Arrange the lines below as a Markdown table with two columns, "No." for the row number and "Line" for the text of each line, omitting blank lines. Leave the pictures out of the answer.

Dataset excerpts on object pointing

━━━━

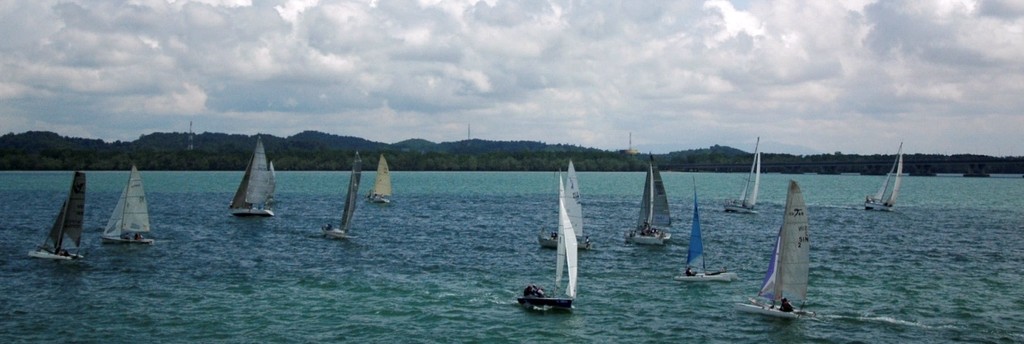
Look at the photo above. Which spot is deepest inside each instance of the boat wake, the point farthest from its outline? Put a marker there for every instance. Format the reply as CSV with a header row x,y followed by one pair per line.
x,y
893,320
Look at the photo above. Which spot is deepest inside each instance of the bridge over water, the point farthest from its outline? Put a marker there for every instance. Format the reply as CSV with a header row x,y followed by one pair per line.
x,y
977,167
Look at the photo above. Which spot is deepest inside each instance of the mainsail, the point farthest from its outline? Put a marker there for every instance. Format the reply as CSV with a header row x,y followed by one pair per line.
x,y
353,191
654,206
70,219
572,205
696,243
382,184
566,246
787,269
258,181
131,213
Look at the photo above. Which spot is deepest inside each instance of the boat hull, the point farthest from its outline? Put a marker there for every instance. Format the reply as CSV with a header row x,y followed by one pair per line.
x,y
44,254
548,243
764,309
701,276
335,233
635,238
246,212
108,240
734,208
543,302
379,199
878,206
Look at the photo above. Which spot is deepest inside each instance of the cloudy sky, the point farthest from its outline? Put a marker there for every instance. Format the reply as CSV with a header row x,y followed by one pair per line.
x,y
851,76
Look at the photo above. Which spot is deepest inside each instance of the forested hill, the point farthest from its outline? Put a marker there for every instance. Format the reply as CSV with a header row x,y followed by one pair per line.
x,y
311,151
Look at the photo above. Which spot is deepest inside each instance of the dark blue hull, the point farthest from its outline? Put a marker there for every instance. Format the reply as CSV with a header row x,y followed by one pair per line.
x,y
546,302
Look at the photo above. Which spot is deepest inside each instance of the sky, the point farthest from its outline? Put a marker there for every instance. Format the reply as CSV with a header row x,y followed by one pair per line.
x,y
806,77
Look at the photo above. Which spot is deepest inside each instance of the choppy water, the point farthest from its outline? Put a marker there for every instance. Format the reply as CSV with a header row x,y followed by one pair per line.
x,y
445,260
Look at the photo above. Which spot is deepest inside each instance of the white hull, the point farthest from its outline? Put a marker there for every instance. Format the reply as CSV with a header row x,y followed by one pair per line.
x,y
732,208
43,254
379,199
659,239
547,242
335,233
764,309
700,276
869,205
108,240
252,212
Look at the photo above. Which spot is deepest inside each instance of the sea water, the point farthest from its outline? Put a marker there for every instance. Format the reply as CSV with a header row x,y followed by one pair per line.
x,y
445,260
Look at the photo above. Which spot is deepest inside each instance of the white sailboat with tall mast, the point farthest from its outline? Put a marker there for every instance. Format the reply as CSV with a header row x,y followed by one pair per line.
x,y
574,209
696,251
382,184
749,197
885,199
67,229
535,297
786,277
255,194
654,217
131,216
349,210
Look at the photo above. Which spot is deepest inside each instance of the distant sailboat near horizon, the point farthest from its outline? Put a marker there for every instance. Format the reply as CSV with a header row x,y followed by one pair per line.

━━━━

Answer to this problem:
| No. | Line |
|---|---|
| 1 | Look at the photo above. Which spot is deepest inside each instance of the boat wake, the point farthest from its outline? Put a marker there for every instance. Format the reply as CSV with a header row x,y followed by one pair per line. |
| 2 | x,y |
| 3 | 893,320 |
| 4 | Look at the photo above. Which spot is deepest inside each instance of the bridge over water, the point farthest from its outline? Put a marker there for every instance. Format the reply as CSV with a header row x,y followed by one pair per line. |
| 5 | x,y |
| 6 | 977,167 |
| 7 | Look at the photo above. Which spot is deepest inside each instance of the mainsail, the point farthest from its outline? Put a marker there for every instance. Format the reply as CSV with a header row x,y followed by one pair per line. |
| 8 | x,y |
| 9 | 353,191 |
| 10 | 654,206 |
| 11 | 70,219 |
| 12 | 572,205 |
| 13 | 696,243 |
| 14 | 382,184 |
| 15 | 566,246 |
| 16 | 787,269 |
| 17 | 258,181 |
| 18 | 131,213 |
| 19 | Look at the photo above. Which spot is deepest inside each instance of the boat hull, the point farthest from its outline? Put a marker there for every instance. Format the reply as CSV with a header row x,y followed by one pair per line. |
| 20 | x,y |
| 21 | 44,254 |
| 22 | 548,243 |
| 23 | 764,309 |
| 24 | 701,276 |
| 25 | 335,233 |
| 26 | 635,238 |
| 27 | 246,212 |
| 28 | 108,240 |
| 29 | 734,208 |
| 30 | 543,302 |
| 31 | 379,199 |
| 32 | 878,206 |
| 33 | Look at the photo above. Which spot is deepest inside each instance of the cloudy sky, the point farthest from its outline? Put a marker there for every instance. Format the reply as CSV with a header row x,y followed by one pair per line. |
| 34 | x,y |
| 35 | 851,76 |
| 36 | Look at the photo above. Which spot is deepest inside each instance of the forested hill, the point farthest from its outline? Put a marker there for every instance. Format the reply as CSV with a header row x,y followed by one pair per line. |
| 37 | x,y |
| 38 | 311,151 |
| 39 | Look at the photo above. Which spot is deepest inside each instance of the dark blue hull, the point farthest from its outline? Put a marker there for every instance. Format the reply as CSV with a header row x,y followed by one pair per line. |
| 40 | x,y |
| 41 | 546,302 |
| 42 | Look at the photo above. Which spot is deepest inside each instance of the sky, the point farthest from its outline? Put a marker there for every instance. Format the reply as CSV with a header row x,y followed by one pair per line. |
| 43 | x,y |
| 44 | 806,77 |
| 45 | Look at the photo above. Which spot is deepest inside each instance of the choppy water, the point farthest from its outline? Put a marker there for every instance. Format the reply as CSV with a header row x,y followed by one pair per line. |
| 46 | x,y |
| 47 | 445,260 |
| 48 | Look at the photo above. Which spot is deepest inside each instance of the white hull, the point farthest from its outline? Put a marker there for every instance. Format the reply as CSV with a header row x,y followed by one pair per line. |
| 49 | x,y |
| 50 | 732,208 |
| 51 | 43,254 |
| 52 | 379,199 |
| 53 | 659,239 |
| 54 | 547,242 |
| 55 | 335,233 |
| 56 | 764,309 |
| 57 | 700,276 |
| 58 | 869,205 |
| 59 | 108,240 |
| 60 | 252,212 |
| 61 | Look at the photo above. Which spot is deepest inside each instance of the sea water, the point farthest from its outline? Put a marker there for every instance. Format the reply as CSV with a header row x,y followed by one pair per line. |
| 62 | x,y |
| 63 | 445,260 |
| 64 | Look at the photo above. Which spot is deepest inside each instance of the white sailboat with tall mast, the point farthest from its outline? Put a marker there for every instance. Format the reply as CSV with a header row x,y followed by one pair per line. |
| 65 | x,y |
| 66 | 574,209 |
| 67 | 696,251 |
| 68 | 382,184 |
| 69 | 749,197 |
| 70 | 885,199 |
| 71 | 67,229 |
| 72 | 535,297 |
| 73 | 786,277 |
| 74 | 255,194 |
| 75 | 654,217 |
| 76 | 131,216 |
| 77 | 349,210 |
| 78 | Look at the photo above. Which spot is deepest inside each instance of the distant sailboat near horizon, the point farthest from its outline? Put a marker there for every instance. Format the reply as CSV with a header row x,y followed by one pair per line. |